• [SET TASK]
Print the listing below exactly.

======== MATERIAL FOR THIS EXERCISE ========

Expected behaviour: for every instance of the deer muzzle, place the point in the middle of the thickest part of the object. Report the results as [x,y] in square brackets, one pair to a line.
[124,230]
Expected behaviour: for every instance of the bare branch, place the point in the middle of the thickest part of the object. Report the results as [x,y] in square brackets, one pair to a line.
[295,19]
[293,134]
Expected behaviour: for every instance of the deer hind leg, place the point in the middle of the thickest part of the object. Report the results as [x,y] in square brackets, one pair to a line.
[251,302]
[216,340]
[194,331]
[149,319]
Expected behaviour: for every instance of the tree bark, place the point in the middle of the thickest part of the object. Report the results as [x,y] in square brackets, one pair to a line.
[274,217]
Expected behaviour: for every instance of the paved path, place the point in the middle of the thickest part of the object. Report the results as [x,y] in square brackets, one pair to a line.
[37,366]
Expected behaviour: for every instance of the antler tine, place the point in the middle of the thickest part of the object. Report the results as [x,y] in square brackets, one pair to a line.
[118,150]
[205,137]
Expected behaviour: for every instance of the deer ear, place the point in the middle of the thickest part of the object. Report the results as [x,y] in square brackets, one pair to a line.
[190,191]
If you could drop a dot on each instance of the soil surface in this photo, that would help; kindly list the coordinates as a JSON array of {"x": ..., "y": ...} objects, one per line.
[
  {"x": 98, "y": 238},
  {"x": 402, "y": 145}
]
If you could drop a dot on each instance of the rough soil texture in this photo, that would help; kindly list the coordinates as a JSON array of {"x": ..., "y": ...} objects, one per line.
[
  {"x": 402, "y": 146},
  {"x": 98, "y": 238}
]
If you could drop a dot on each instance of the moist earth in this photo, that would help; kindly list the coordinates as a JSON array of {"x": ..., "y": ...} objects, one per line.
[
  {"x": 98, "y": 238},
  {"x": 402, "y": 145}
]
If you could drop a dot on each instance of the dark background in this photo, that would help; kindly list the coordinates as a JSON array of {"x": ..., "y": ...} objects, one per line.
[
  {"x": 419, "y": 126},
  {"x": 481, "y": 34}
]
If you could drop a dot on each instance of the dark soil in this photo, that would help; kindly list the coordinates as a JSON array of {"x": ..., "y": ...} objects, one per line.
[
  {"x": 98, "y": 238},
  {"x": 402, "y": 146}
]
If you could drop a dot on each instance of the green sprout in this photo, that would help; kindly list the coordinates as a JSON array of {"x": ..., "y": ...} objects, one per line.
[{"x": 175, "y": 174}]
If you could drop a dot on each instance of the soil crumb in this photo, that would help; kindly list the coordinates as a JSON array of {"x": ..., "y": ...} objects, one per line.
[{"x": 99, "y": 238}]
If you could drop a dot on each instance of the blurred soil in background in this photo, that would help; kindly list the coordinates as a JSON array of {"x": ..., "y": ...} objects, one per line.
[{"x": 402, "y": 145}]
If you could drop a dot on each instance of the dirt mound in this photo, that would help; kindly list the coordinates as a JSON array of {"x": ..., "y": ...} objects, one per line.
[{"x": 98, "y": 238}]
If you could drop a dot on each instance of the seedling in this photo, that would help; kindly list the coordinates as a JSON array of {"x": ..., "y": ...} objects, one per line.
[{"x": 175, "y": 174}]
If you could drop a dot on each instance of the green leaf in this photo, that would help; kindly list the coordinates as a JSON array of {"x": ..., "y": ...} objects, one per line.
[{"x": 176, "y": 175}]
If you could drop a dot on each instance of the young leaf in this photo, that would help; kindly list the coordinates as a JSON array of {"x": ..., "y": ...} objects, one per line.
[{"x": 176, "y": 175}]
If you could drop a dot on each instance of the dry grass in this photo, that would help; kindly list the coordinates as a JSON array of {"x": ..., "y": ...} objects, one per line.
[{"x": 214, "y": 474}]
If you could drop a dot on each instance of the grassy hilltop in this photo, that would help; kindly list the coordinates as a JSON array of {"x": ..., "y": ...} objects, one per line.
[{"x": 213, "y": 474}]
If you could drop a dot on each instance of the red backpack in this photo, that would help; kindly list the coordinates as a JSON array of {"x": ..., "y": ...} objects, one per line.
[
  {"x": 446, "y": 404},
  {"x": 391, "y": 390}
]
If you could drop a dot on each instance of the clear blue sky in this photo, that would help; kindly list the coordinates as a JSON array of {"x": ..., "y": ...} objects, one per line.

========

• [THE RESULT]
Expected behaviour: for every instance of the deer muzzle, place the point in the middle of the thickest part of the object. Report the results as [x,y] in square brackets, one pair to a line.
[124,230]
Expected behaviour: for every instance of the bare branch, place the point in the middle of the thickest part of the object. Report the results as [x,y] in square brackets, one pair to a line.
[295,19]
[293,134]
Expected behaviour: for every instance of the deer hind leg, place the point in the middle of the thickest part of the object. Report the results as [x,y] in square brackets, one pair to a line.
[251,302]
[216,340]
[194,331]
[149,319]
Expected behaviour: for every instance of the tree bark, place the point in the middle of the thickest part of the object. Report the results as [x,y] in square brackets, one pair to a line.
[274,217]
Expected behaviour: for every instance of the paved path, place the point in the middle of the thickest part of the object. Report the results as [x,y] in square brackets, one pair to a line.
[37,366]
Expected behaviour: for every instance of the antler tine, place the point in the middle of the thickest part of the object. Report the results as [x,y] in square brackets, one pair to a line.
[118,150]
[205,137]
Expected behaviour: for every instance of the deer ear, place the point in the middle of the thickest part of the object. Report the results as [x,y] in square brackets, one pair to a line.
[190,191]
If you could drop a dot on each instance of the soil surface in this photo, that would help; kindly list the coordinates as a JSON array of {"x": ..., "y": ...} objects, one per line.
[
  {"x": 98, "y": 238},
  {"x": 402, "y": 145}
]
If you could drop a dot on each instance of the rough soil texture in this photo, that would help; kindly list the coordinates as a JSON array of {"x": ..., "y": ...} objects, one per line.
[
  {"x": 402, "y": 146},
  {"x": 98, "y": 238}
]
If you could drop a dot on each instance of the moist earth in this photo, that would help; kindly list the coordinates as a JSON array of {"x": ..., "y": ...} objects, one per line.
[
  {"x": 98, "y": 238},
  {"x": 402, "y": 145}
]
If you could drop a dot on each instance of the dark background in this photo, that would help; kindly list the coordinates as a JSON array of {"x": ..., "y": ...} objects, one per line.
[
  {"x": 419, "y": 126},
  {"x": 481, "y": 34}
]
If you could drop a dot on each instance of the dark soil in this photo, that would help; kindly list the coordinates as a JSON array of {"x": ..., "y": ...} objects, one per line.
[
  {"x": 98, "y": 238},
  {"x": 402, "y": 146}
]
If you could drop a dot on each instance of the green sprout in this photo, that would help; kindly list the coordinates as a JSON array of {"x": ..., "y": ...} objects, one per line.
[{"x": 175, "y": 174}]
If you could drop a dot on each instance of the soil crumb in this photo, that would help; kindly list the coordinates as a JSON array of {"x": ..., "y": ...} objects, one per line.
[{"x": 99, "y": 238}]
If you could drop a dot on each instance of the blurred soil in background in this photo, that would help; kindly list the coordinates as a JSON array of {"x": ..., "y": ...} objects, one per line.
[{"x": 402, "y": 145}]
If you could drop a dot on each instance of the dirt mound in this photo, that would help; kindly list the coordinates as a JSON array of {"x": ..., "y": ...} objects, one per line.
[{"x": 98, "y": 238}]
If you could drop a dot on each instance of the seedling in this photo, that would help; kindly list the coordinates as a JSON array of {"x": ..., "y": ...} objects, one per line.
[{"x": 175, "y": 174}]
If you could drop a dot on each instance of the green leaf in this photo, that would help; kindly list the coordinates as a JSON array of {"x": ..., "y": ...} objects, one per line.
[{"x": 176, "y": 175}]
If you could drop a dot on each instance of the young leaf in this photo, that would help; kindly list the coordinates as a JSON array of {"x": ..., "y": ...} objects, one per line.
[{"x": 176, "y": 175}]
If you could drop a dot on each instance of the dry grass in this photo, that would help; kindly list the coordinates as a JSON array of {"x": ..., "y": ...} objects, one per line.
[{"x": 214, "y": 474}]
If you could drop a dot on each instance of the grassy hilltop in this photo, that would help; kindly list the coordinates as a JSON array of {"x": ..., "y": ...} objects, one per line.
[{"x": 213, "y": 474}]
If you could drop a dot on each instance of the red backpack in this photo, that would help; kindly list the coordinates as a JSON array of {"x": ..., "y": ...} objects, one per line.
[
  {"x": 446, "y": 404},
  {"x": 391, "y": 390}
]
If you could drop a dot on each instance of the clear blue sky in this photo, that would help; kindly list the coordinates as a JSON array of {"x": ..., "y": ...} objects, one per line.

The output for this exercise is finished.